**任务要求:**
从含有“Where can the brown”的那一行起，到含有“point(582, 470)”的那一行为止（两端都算在内），把这些行连同其中的请求重新写出，并将答案里每个点坐标的数值都平移 -23。请求及其格式示例中的数字保持不变。
────────────────
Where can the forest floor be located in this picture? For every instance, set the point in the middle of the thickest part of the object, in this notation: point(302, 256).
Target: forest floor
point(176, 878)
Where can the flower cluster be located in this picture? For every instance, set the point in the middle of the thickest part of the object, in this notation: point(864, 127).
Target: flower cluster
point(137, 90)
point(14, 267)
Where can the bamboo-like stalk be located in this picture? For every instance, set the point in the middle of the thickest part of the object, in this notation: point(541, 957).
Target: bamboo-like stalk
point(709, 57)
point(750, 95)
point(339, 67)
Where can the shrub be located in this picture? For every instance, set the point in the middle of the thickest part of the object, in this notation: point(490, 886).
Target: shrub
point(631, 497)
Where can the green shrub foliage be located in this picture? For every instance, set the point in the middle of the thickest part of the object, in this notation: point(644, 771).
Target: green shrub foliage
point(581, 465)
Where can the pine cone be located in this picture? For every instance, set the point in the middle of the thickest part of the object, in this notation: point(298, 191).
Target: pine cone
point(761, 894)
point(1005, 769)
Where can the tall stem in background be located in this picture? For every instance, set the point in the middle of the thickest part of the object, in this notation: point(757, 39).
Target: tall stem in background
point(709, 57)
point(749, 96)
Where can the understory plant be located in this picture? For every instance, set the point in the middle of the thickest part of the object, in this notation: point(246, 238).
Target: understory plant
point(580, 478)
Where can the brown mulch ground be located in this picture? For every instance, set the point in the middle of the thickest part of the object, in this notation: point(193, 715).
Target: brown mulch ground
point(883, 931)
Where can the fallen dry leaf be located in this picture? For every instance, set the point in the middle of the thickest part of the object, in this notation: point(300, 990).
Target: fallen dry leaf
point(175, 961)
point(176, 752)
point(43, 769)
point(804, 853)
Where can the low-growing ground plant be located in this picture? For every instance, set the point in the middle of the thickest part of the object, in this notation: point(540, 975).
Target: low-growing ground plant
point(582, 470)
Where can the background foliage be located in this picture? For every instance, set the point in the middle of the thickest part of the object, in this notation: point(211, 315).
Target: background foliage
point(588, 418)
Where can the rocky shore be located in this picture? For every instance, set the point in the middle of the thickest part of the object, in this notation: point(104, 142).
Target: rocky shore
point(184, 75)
────────────────
**练习答案:**
Where can the brown mulch ground be located in this picture? For every instance, set the point in the middle of the thickest part of the object, in this notation: point(193, 715).
Target: brown mulch ground
point(860, 908)
Where can the fallen dry leaf be located in this picture? For every instance, set the point in the middle of the thickest part of the object, in this notation: point(300, 990).
Target: fallen dry leaf
point(152, 938)
point(153, 729)
point(20, 746)
point(781, 830)
Where can the low-growing ground plant be located in this picture? For every instance, set the point in the middle of the thickest part of the object, in this notation: point(540, 975).
Target: low-growing ground plant
point(559, 447)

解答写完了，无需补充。